Goal of the exercise
Output every record word for word.

-=-=-=-=-

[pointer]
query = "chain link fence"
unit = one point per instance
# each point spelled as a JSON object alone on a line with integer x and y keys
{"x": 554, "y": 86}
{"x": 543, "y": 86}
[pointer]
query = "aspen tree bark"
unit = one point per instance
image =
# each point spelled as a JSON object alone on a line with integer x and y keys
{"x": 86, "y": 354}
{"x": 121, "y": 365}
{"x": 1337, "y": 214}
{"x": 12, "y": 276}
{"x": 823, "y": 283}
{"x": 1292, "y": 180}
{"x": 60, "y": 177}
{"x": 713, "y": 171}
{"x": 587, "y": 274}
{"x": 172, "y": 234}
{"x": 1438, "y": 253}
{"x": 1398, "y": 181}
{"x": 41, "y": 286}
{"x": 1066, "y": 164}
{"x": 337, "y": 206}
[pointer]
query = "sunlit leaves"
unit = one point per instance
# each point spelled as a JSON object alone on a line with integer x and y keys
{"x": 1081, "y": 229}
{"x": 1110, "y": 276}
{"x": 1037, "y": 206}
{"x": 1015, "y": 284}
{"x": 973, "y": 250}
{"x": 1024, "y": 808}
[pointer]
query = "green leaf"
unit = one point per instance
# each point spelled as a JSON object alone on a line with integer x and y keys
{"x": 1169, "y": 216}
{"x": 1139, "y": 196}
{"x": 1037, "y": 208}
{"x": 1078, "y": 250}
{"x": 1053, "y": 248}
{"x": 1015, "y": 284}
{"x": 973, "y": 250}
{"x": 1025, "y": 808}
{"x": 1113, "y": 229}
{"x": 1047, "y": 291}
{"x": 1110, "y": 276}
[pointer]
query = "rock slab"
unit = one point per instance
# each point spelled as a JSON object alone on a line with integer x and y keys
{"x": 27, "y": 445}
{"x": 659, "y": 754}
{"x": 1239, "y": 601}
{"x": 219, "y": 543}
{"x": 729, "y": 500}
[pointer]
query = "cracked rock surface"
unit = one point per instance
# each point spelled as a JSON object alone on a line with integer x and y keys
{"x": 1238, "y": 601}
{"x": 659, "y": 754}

-=-=-=-=-

Task solution
[pointer]
query = "chain link fence"
unit = one point per instance
# each point spelled as a JSON object alone on a line with integer x and y keys
{"x": 554, "y": 86}
{"x": 543, "y": 86}
[pointer]
query = "aspen tree bark"
unit = one point per instance
image =
# each point spelled as a JSON object alone on a line with integer x and y keys
{"x": 86, "y": 354}
{"x": 121, "y": 365}
{"x": 1337, "y": 214}
{"x": 12, "y": 276}
{"x": 823, "y": 283}
{"x": 1292, "y": 180}
{"x": 60, "y": 177}
{"x": 713, "y": 171}
{"x": 587, "y": 274}
{"x": 172, "y": 234}
{"x": 1438, "y": 253}
{"x": 1398, "y": 181}
{"x": 41, "y": 286}
{"x": 1066, "y": 164}
{"x": 337, "y": 206}
[pointer]
query = "sunlit leaves"
unit = one point per instance
# each point spelled as a JSON object alone on a line with integer x and y keys
{"x": 1081, "y": 229}
{"x": 1110, "y": 276}
{"x": 1037, "y": 206}
{"x": 1015, "y": 284}
{"x": 973, "y": 250}
{"x": 1024, "y": 808}
[pointer]
query = "green leaf"
unit = one point per instance
# each point spelled as a JSON object alone on a line with integer x and y keys
{"x": 1169, "y": 216}
{"x": 1139, "y": 196}
{"x": 1037, "y": 208}
{"x": 1078, "y": 250}
{"x": 1053, "y": 248}
{"x": 1015, "y": 284}
{"x": 973, "y": 250}
{"x": 1025, "y": 808}
{"x": 1113, "y": 229}
{"x": 1047, "y": 291}
{"x": 1110, "y": 276}
[pointer]
query = "rock slab"
unit = one point per instance
# each point spelled as a JSON object alone on a line with integer x and y keys
{"x": 27, "y": 445}
{"x": 659, "y": 754}
{"x": 1239, "y": 601}
{"x": 219, "y": 543}
{"x": 729, "y": 500}
[pointer]
query = "cracked rock surface"
unit = one point per instance
# each point spelled as a JSON object alone on a line with integer x and y keys
{"x": 1238, "y": 601}
{"x": 659, "y": 754}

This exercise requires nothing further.